[START PASSAGE PROVIDED]

I don't think in quite understand. You mean they don't let photons to pass through? In which case do electrons in orbit? Or nuclei for example? Or does this need advanced physics knowledge?
On a quantum level, when a photon encounters a material you have to ask whether the material is able to absorb a photon with that wavelength. When electrons are bound to a specific atom (or are in specific molecular bonds) then there are only certain energy levels possible: that's one of the core features of quantum systems, and it's the reason that each material has its own characteristic "absorption spectrum" (or emission spectrum: same idea). Photons whose wavelength corresponds to an energy that doesn't very closely match what's necessary to raise an electron from one specific level to another will just pass on through. (Nuclei are in bound states with discrete energy levels, too, so they work the same way.)
But one of the essential features of a metal is that the atoms all share a bunch of electrons that are free to move around more or less any way they'd like throughout the material. Because the electrons aren't trapped in one specific bound state, they have an essentially continuous range of energies available to them (just speed up or slow down a little to change your energy), so they are able to absorb photons of any wavelength at all.

[END PASSAGE PROVIDED]

**SET EXERCISE A**:
According to the physics thread, which electrons and particles have only certain, discrete energy levels available to them? List all of them.
The physics thread and the rows have nothing to do with each other.

[START SUPPLIED RECORDS]

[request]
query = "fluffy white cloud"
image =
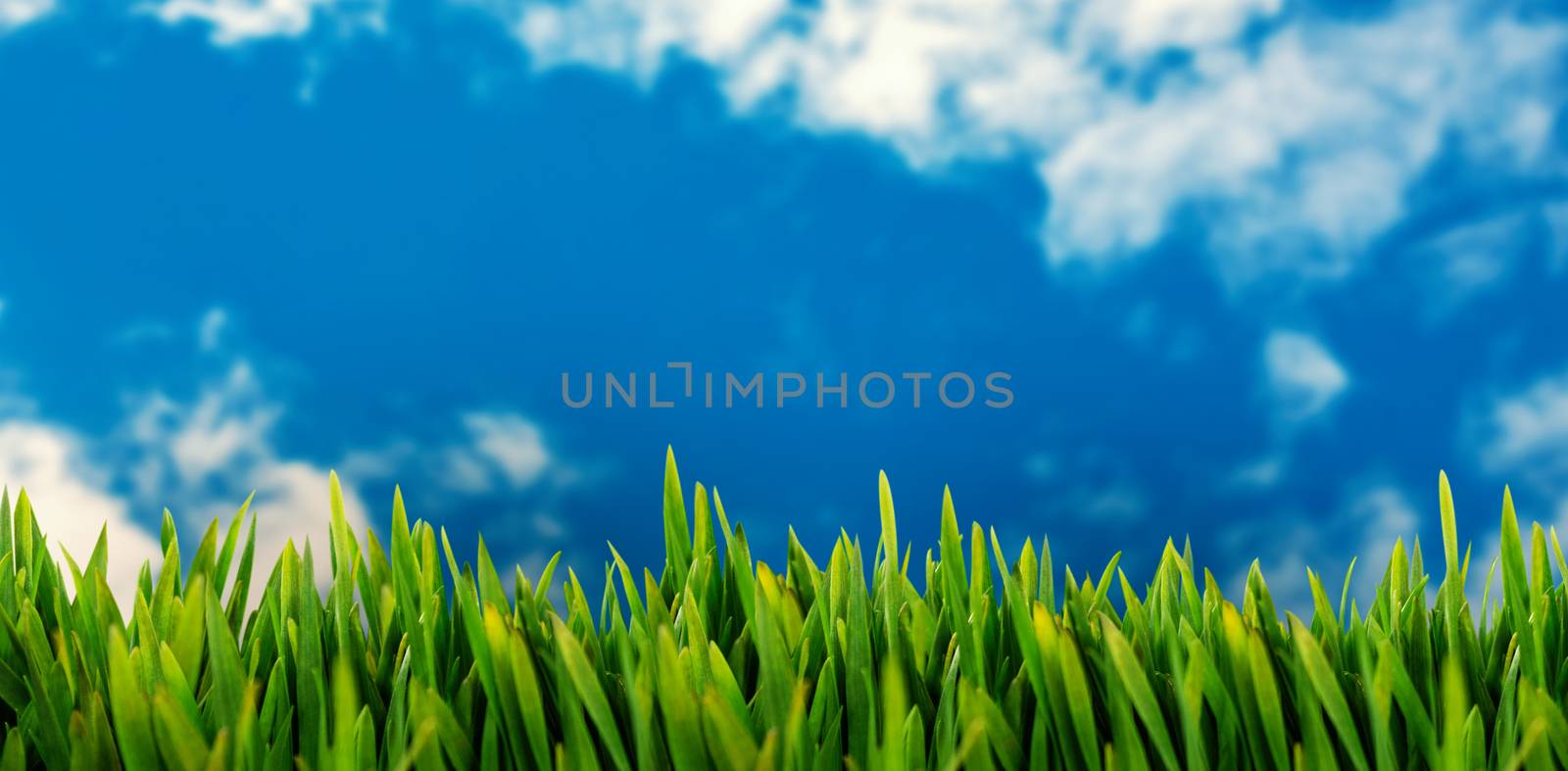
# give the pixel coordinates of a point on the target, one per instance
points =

[END SUPPLIED RECORDS]

**SET EXERCISE B**:
Identify every line in the rows that contains the word "give".

**EXERCISE ANSWER A**:
- Electrons bound to a specific atom
- Electrons in specific molecular bonds
- Nuclei

**EXERCISE ANSWER B**:
# give the pixel coordinates of a point on the target, one per instance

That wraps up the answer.